### OBJECTIVE
Pull out every line of the records that contains the string "tree", matching its case, and copy each one.

### RECORD SET
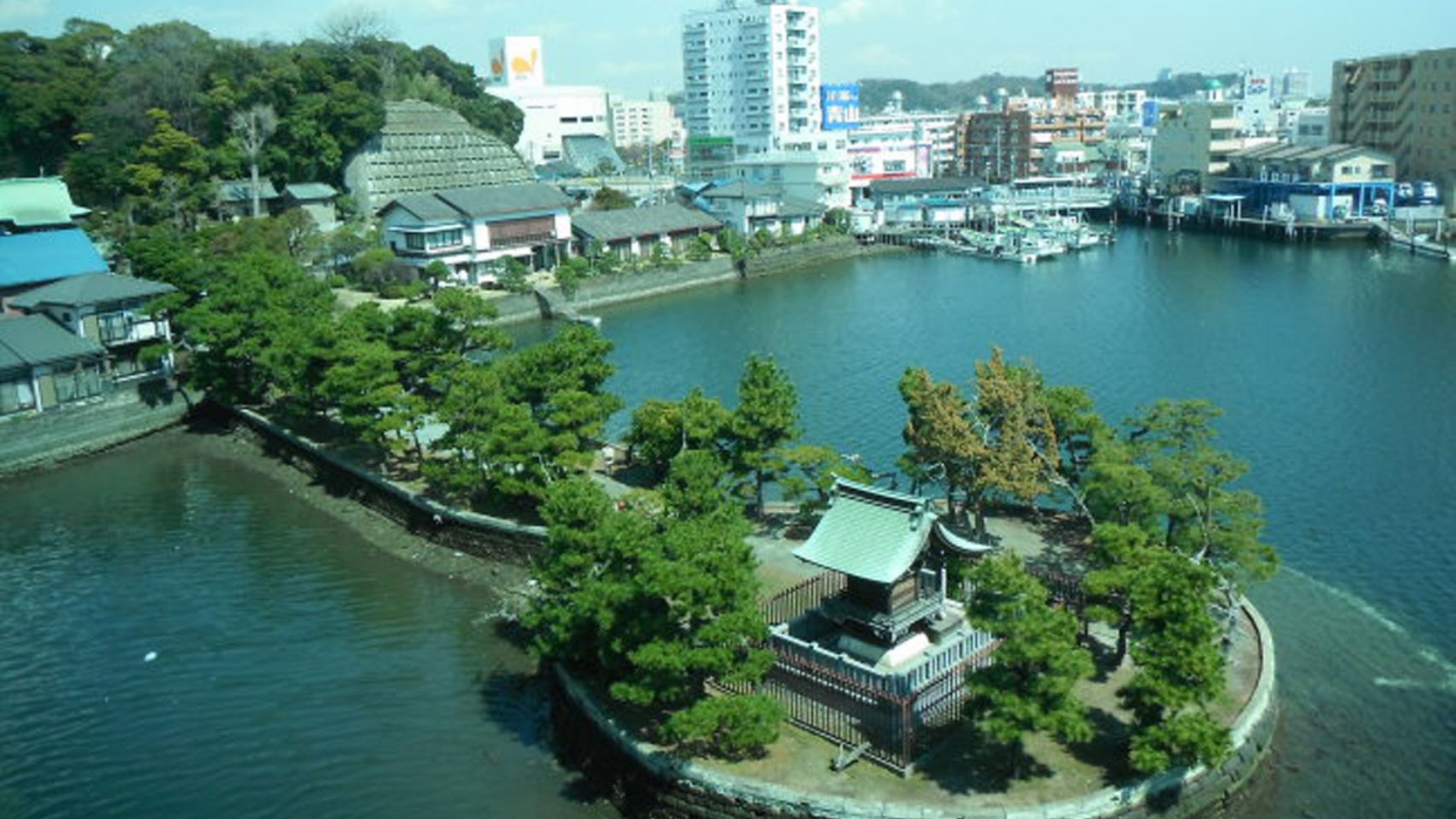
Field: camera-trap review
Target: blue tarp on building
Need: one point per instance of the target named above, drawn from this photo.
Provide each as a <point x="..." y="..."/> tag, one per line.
<point x="31" y="259"/>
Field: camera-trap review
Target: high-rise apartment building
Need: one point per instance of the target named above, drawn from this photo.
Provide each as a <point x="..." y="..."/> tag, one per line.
<point x="1405" y="105"/>
<point x="750" y="74"/>
<point x="638" y="123"/>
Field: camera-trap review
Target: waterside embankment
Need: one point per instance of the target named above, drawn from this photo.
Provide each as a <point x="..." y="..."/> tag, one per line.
<point x="127" y="413"/>
<point x="648" y="780"/>
<point x="645" y="284"/>
<point x="651" y="781"/>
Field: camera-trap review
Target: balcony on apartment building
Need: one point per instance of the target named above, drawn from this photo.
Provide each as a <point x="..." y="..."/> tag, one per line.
<point x="126" y="327"/>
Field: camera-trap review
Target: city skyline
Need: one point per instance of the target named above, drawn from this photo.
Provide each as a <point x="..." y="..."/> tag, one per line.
<point x="639" y="47"/>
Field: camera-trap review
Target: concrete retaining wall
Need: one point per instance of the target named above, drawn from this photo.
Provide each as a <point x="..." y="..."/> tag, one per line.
<point x="648" y="781"/>
<point x="130" y="411"/>
<point x="632" y="286"/>
<point x="479" y="535"/>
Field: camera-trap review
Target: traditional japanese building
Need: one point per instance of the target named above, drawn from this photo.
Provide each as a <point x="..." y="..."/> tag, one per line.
<point x="874" y="651"/>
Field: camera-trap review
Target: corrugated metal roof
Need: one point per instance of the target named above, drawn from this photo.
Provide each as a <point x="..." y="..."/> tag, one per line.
<point x="242" y="191"/>
<point x="494" y="200"/>
<point x="937" y="186"/>
<point x="742" y="190"/>
<point x="36" y="203"/>
<point x="31" y="259"/>
<point x="482" y="202"/>
<point x="91" y="289"/>
<point x="612" y="224"/>
<point x="36" y="340"/>
<point x="868" y="532"/>
<point x="310" y="191"/>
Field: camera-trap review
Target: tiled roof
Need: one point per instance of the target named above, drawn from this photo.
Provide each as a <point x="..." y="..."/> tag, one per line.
<point x="482" y="202"/>
<point x="30" y="259"/>
<point x="424" y="148"/>
<point x="242" y="191"/>
<point x="612" y="224"/>
<point x="868" y="532"/>
<point x="742" y="190"/>
<point x="937" y="186"/>
<point x="310" y="191"/>
<point x="792" y="206"/>
<point x="28" y="341"/>
<point x="36" y="203"/>
<point x="91" y="289"/>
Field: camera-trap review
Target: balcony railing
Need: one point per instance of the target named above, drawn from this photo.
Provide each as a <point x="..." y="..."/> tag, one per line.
<point x="128" y="330"/>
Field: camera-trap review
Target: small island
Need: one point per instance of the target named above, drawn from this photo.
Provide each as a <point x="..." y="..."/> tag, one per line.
<point x="1090" y="651"/>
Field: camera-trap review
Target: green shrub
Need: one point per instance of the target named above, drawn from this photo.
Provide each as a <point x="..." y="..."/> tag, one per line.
<point x="731" y="727"/>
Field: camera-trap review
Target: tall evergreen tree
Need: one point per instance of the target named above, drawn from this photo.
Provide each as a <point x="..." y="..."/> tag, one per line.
<point x="766" y="419"/>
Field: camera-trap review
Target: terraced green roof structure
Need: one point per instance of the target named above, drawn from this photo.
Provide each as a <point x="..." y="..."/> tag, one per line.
<point x="424" y="149"/>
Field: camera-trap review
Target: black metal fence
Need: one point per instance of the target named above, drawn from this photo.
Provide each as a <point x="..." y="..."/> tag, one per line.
<point x="864" y="711"/>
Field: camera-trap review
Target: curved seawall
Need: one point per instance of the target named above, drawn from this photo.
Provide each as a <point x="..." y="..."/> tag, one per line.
<point x="648" y="780"/>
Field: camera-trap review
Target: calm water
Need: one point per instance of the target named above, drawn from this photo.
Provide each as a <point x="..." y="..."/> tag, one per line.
<point x="299" y="673"/>
<point x="294" y="672"/>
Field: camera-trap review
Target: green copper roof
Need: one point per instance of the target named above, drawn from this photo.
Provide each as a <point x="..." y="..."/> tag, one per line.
<point x="868" y="532"/>
<point x="36" y="203"/>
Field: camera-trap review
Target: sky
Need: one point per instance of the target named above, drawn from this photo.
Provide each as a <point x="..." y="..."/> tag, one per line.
<point x="632" y="47"/>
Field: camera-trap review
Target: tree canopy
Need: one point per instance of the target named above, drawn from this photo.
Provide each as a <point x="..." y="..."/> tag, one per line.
<point x="83" y="104"/>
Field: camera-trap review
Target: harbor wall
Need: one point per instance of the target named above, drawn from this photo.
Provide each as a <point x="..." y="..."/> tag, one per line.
<point x="631" y="286"/>
<point x="468" y="532"/>
<point x="650" y="781"/>
<point x="127" y="413"/>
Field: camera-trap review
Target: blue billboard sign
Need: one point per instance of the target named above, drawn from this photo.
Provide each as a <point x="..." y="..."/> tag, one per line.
<point x="1149" y="114"/>
<point x="840" y="105"/>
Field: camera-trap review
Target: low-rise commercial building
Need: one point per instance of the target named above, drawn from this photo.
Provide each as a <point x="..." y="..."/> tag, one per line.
<point x="1308" y="184"/>
<point x="1194" y="142"/>
<point x="748" y="207"/>
<point x="635" y="232"/>
<point x="472" y="231"/>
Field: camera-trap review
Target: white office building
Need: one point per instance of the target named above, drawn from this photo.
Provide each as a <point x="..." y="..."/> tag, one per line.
<point x="639" y="123"/>
<point x="552" y="112"/>
<point x="750" y="74"/>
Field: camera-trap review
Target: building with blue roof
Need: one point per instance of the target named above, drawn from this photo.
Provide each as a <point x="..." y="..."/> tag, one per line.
<point x="30" y="260"/>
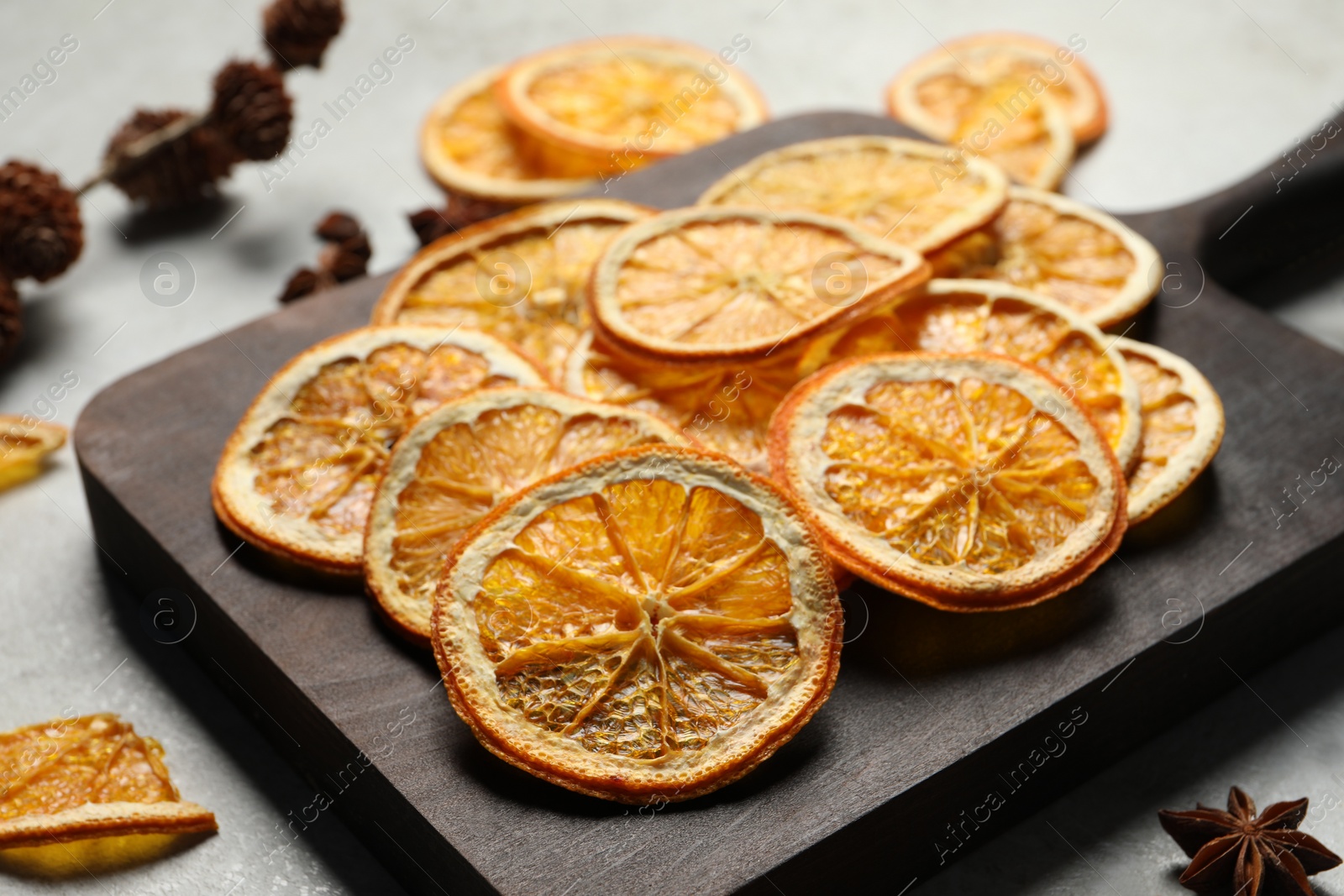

### COMPLETED EXERCISE
Target: tall evergreen tree
Target: tree canopy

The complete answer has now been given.